▸ **DIRECTIVE**
Collect each line in the rows below that contains the string "trunk".

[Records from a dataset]
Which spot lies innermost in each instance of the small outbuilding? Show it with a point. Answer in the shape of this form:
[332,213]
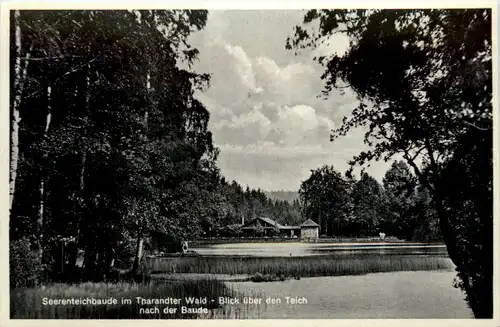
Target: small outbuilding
[309,231]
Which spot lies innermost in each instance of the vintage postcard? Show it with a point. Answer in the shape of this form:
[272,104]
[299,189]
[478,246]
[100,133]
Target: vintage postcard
[267,162]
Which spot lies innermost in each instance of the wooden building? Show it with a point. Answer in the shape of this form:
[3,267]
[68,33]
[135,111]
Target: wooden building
[263,226]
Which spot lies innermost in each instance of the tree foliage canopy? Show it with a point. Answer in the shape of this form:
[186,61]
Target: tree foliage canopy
[424,82]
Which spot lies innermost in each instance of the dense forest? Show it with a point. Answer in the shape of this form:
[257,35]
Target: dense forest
[344,206]
[111,155]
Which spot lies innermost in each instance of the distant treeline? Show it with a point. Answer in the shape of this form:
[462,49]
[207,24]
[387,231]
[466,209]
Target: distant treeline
[344,206]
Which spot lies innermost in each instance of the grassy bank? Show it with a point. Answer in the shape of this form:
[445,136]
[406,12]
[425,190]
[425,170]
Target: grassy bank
[310,266]
[28,303]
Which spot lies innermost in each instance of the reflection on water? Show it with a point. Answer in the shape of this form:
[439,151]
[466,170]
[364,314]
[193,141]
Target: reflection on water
[311,249]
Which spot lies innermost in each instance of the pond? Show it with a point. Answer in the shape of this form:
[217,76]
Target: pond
[414,295]
[311,249]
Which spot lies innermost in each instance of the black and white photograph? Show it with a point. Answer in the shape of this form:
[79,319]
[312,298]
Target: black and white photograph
[207,164]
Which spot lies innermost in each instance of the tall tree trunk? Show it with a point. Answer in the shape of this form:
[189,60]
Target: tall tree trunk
[138,253]
[20,72]
[140,236]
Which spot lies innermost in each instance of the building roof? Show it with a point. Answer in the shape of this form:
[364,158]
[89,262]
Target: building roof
[270,222]
[309,223]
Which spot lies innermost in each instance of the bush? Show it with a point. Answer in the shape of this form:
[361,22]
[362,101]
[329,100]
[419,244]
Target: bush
[25,266]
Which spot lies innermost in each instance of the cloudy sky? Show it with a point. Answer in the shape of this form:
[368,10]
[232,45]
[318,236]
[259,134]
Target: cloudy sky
[265,115]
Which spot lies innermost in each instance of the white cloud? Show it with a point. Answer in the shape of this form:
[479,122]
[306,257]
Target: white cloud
[265,115]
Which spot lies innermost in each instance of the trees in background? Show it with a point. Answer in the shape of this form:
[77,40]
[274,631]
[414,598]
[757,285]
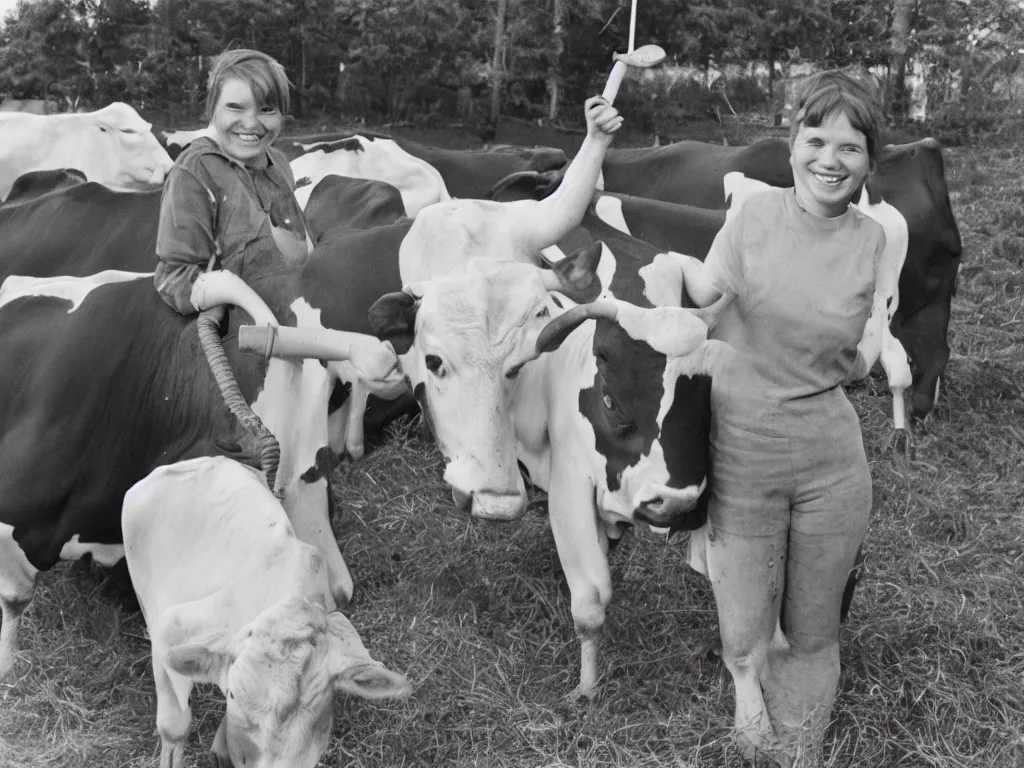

▸ **RESULT FOR THIS TASK**
Which spot lies innermost in each instance of the tall tree trunk? Show it with a point. Answer in the shape of this form:
Target: tall tree trunk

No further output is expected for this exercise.